#### [WRITTEN INSTRUCTION]
Update the material so that "metal" reads "steel" and everything else stays the same.

#### [RECORDS FOR THE TASK]
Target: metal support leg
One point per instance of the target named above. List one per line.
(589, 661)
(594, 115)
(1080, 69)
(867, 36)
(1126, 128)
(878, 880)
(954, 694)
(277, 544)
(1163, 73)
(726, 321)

#### [FULL OUTPUT]
Target: steel support leg
One point per instance of the target named above. List one per line.
(589, 661)
(594, 115)
(1080, 69)
(867, 36)
(1126, 128)
(878, 880)
(954, 694)
(277, 544)
(1163, 73)
(726, 321)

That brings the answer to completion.